On Apr 10, 2006, at 4:31 AM, Ralf Wildenhues wrote:

Apologies for a slightly off-topic (Autoconf-related) question.

I believe OpenMPI deals with Fortran implementations where integer
types contain internal padding (i.e., not all bits are used for the
value); at least I read the configure macros this way.

Is padding in C types a practical issue as well? Say, a 'short' with a
maximum value of 32767 but 32 or 64 bits storage size?

The only system we found that exhibits this was a Cray Y-MP from the
cray-cyber museum (it's accessible and usable), but we don't know of
more modern systems that do this.

Background: there is discussion[1] over a macro to compute such ranges,
fit also for cross compilation, but we're unsure about its practical
value.  I figured the readers here may have more such experience.

With very few exceptions (Fortran LOGICAL, the max value of a Fortran handle (basically, the lower of INT_MAX and max value of Fortran INTEGER), we try very hard to avoid looking at values in the user buffers. Less work that way ;). George would have to say for sure, but I think we would do the right thing for the Y-MP, as we look at both size and alignment issues.

> [Given problem A] Return every line of the records that contains the string "wide".

> [Input rows]
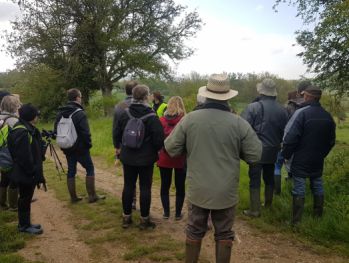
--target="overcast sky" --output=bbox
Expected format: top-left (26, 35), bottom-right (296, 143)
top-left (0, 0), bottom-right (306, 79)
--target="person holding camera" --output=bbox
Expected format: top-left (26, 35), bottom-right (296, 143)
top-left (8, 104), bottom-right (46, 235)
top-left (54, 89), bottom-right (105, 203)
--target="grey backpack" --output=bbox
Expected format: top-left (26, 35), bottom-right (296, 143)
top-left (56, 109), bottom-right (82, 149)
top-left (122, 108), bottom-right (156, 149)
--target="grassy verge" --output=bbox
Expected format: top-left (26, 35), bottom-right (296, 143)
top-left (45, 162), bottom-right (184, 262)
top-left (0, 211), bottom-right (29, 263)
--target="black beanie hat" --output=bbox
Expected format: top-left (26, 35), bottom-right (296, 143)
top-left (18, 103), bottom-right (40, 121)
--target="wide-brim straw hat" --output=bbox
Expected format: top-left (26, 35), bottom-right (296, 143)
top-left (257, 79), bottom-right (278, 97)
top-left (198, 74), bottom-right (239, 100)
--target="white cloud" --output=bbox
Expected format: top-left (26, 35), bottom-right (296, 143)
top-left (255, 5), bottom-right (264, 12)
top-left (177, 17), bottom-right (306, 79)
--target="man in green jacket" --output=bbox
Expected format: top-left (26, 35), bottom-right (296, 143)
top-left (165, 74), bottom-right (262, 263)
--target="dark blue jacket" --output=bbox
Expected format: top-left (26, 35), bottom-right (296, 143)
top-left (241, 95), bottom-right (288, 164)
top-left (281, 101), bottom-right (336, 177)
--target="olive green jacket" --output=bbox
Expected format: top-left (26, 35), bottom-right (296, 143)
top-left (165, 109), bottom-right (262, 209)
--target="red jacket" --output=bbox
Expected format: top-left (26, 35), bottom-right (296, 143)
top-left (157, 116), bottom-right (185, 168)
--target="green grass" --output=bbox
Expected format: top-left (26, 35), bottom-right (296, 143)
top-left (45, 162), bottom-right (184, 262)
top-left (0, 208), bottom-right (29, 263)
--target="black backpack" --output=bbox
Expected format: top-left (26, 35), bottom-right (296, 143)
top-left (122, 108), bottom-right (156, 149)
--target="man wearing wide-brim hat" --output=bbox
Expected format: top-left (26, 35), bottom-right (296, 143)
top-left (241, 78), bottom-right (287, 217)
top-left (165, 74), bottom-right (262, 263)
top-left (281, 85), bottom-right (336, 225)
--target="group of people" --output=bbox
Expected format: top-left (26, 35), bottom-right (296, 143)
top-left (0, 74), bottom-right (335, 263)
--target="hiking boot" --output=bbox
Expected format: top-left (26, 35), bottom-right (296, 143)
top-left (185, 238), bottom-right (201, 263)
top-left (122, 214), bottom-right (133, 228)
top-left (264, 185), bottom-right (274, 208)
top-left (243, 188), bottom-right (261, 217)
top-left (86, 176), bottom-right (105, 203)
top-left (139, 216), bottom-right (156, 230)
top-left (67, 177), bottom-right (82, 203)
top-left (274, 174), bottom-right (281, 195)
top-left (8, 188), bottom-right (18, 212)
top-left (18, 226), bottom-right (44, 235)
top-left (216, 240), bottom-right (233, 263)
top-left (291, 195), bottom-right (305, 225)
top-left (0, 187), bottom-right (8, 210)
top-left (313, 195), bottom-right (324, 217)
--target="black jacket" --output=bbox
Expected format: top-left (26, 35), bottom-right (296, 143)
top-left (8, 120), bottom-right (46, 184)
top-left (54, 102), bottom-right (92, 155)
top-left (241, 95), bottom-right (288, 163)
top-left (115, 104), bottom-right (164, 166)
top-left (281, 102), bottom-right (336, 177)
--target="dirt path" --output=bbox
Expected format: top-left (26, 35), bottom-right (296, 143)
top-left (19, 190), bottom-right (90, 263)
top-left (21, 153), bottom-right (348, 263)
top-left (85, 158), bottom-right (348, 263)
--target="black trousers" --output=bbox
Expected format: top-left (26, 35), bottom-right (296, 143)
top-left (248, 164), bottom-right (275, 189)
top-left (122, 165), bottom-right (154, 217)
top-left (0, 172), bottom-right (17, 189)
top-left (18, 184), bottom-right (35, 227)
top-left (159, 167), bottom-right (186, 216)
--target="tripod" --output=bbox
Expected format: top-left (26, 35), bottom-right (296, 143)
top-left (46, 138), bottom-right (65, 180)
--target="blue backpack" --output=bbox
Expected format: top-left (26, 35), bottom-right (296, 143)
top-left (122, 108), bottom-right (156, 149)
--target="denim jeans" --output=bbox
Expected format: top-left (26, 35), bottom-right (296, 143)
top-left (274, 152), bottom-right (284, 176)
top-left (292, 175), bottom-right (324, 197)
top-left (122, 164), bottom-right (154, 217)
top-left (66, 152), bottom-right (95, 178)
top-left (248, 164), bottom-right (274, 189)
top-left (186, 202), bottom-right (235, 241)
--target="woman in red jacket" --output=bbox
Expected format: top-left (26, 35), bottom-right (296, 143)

> [Given problem B] For each statement below, say yes or no according to the message on integer padding, and quote the words that decide it: (i) the only system found with padding in C types was a Cray Y-MP from the cray-cyber museum; (ii) the reply says values in user buffers are routinely inspected; (iii) the example 'short' has a maximum value of 65535.

> [Task answer A]
--target="wide-brim straw hat" --output=bbox
--target="man wearing wide-brim hat" --output=bbox

> [Task answer B]
(i) Yes: "The only system we found that exhibits this was a Cray Y-MP from the cray-cyber museum"
(ii) No: "we try very hard to avoid looking at values in the user buffers"
(iii) No: "a 'short' with a maximum value of 32767"